__Text section__.
A structured set of objections, weighed in public.

Desk editor's note, referee report, simulated authors' rebuttal, and a circularity audit. Tearing a paper down is the easy half of reading it; the pith above is the substance, this is the friction.

Desk Editor's Note private letter to a colleague

GRPO on SLMs up to 3B shows that lower-difficulty subsets nearly match full-dataset accuracy at ~45% steps, plus a modest GSM8K-to-MATH numeric generalization edge, but the capacity-boundary claim needs tighter separation from reward sparsity effects.

read the letter

The paper's core observation is practical: when GRPO with LoRA is run on small models for GSM8K and MATH, accuracy stops improving much once you move past the easier problems, and training only on the lower-difficulty slice gets you within a few points of the full run while cutting steps roughly in half. The cross-dataset note—that GSM8K-tuned models beat MATH-tuned ones on the numeric subset of MATH by a few points—is also new in this specific GRPO+SLM setting and not just a restatement of earlier preference work.

Referee Report

2 major / 2 minor

Summary. The paper applies GRPO with LoRA to SLMs (up to 3B parameters) on GSM8K and MATH for math reasoning, using difficulty-stratified analysis. It reports accuracy plateaus at higher difficulty levels, indicating a capacity boundary where GRPO reshapes preferences without reliably solving hardest-tier problems. Training on lower-difficulty subsets alone matches full-dataset accuracy across tiers at ~45% training steps, suggesting diminishing returns from hard samples. It also finds GSM8K-trained models outperform MATH-trained ones on numeric MATH subsets (by ~5% at 1.5B, ~3% at 3B) and that gains depend on base-model prior competence and dataset difficulty profile.

Significance. If the empirical trends hold after addressing potential confounds, the work offers practical guidance for efficient SLM alignment by showing that hard-sample inclusion can yield limited gains beyond a capacity threshold. It contributes to understanding interactions between preference optimization, model scale, and data difficulty in reasoning tasks, with potential to reduce compute in resource-constrained settings.

major comments (2)

[Abstract and experimental results] The headline result that lower-difficulty training matches full-dataset accuracy at ~45% steps (Abstract) is load-bearing for the diminishing-returns claim, yet the manuscript provides no details on statistical tests, variance across runs, or controls for GRPO reward sparsity/exploration limits on hard items. This leaves open whether plateaus reflect capacity boundaries or optimization artifacts (e.g., noisier exact-match signals on MATH hard tier).
[Results on cross-dataset generalization] The cross-dataset generalization claim (GSM8K-trained GRPO exceeding MATH-trained on numeric MATH by 3-5%) requires explicit controls for dataset overlap, numeric-subset definition, and base-model prior competence to be interpretable; without these, the effect size cannot be confidently attributed to training regime rather than confounding factors.

__Task set__.
- 1) Translate into Spanish this sentence from the paper review: "It contributes to understanding interactions between preference optimization, model scale, and data difficulty in reasoning tasks, with potential to reduce compute in resource-constrained settings."
- 2) Convert the rows below into a numbered list with one line per item, skipping blank lines and leaving out the pictures.

__Recorded data__.
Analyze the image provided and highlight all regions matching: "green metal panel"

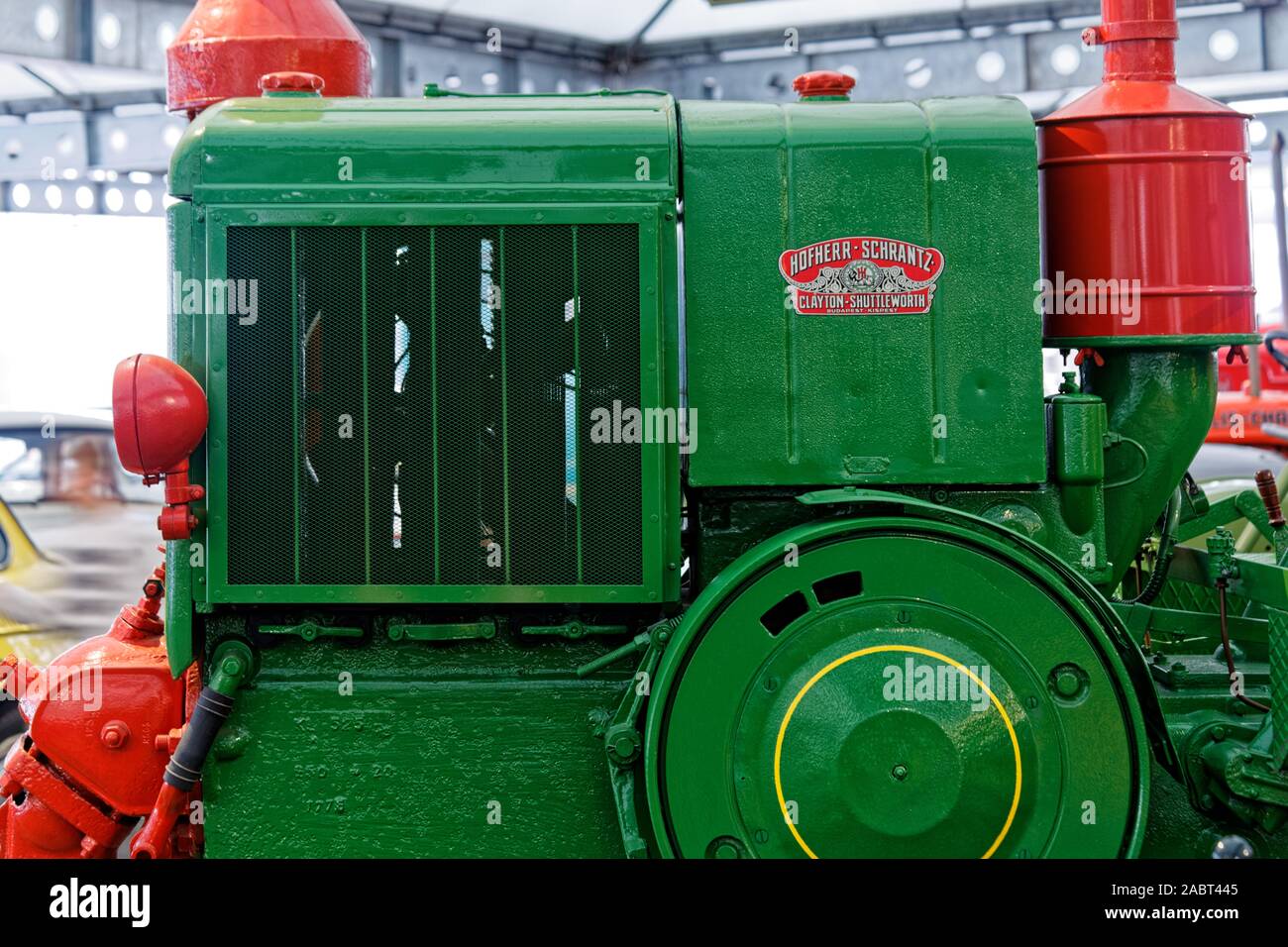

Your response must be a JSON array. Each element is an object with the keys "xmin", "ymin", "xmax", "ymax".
[
  {"xmin": 171, "ymin": 93, "xmax": 680, "ymax": 603},
  {"xmin": 680, "ymin": 98, "xmax": 1046, "ymax": 485},
  {"xmin": 167, "ymin": 201, "xmax": 206, "ymax": 677},
  {"xmin": 207, "ymin": 205, "xmax": 678, "ymax": 603},
  {"xmin": 170, "ymin": 93, "xmax": 678, "ymax": 204},
  {"xmin": 645, "ymin": 504, "xmax": 1149, "ymax": 857},
  {"xmin": 203, "ymin": 635, "xmax": 630, "ymax": 858}
]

__Task-by-task answers__.
- 1) Contribuye a comprender las interacciones entre la optimización de preferencias, la escala del modelo y la dificultad de los datos en tareas de razonamiento, con potencial para reducir el cómputo en entornos con recursos limitados.

- 2)
1. Analyze the image provided and highlight all regions matching: "green metal panel"
2. Your response must be a JSON array. Each element is an object with the keys "xmin", "ymin", "xmax", "ymax".
3. [
4.   {"xmin": 171, "ymin": 93, "xmax": 680, "ymax": 603},
5.   {"xmin": 680, "ymin": 98, "xmax": 1046, "ymax": 485},
6.   {"xmin": 167, "ymin": 201, "xmax": 206, "ymax": 677},
7.   {"xmin": 207, "ymin": 205, "xmax": 678, "ymax": 603},
8.   {"xmin": 170, "ymin": 93, "xmax": 678, "ymax": 204},
9.   {"xmin": 645, "ymin": 504, "xmax": 1149, "ymax": 857},
10.   {"xmin": 203, "ymin": 635, "xmax": 630, "ymax": 858}
11. ]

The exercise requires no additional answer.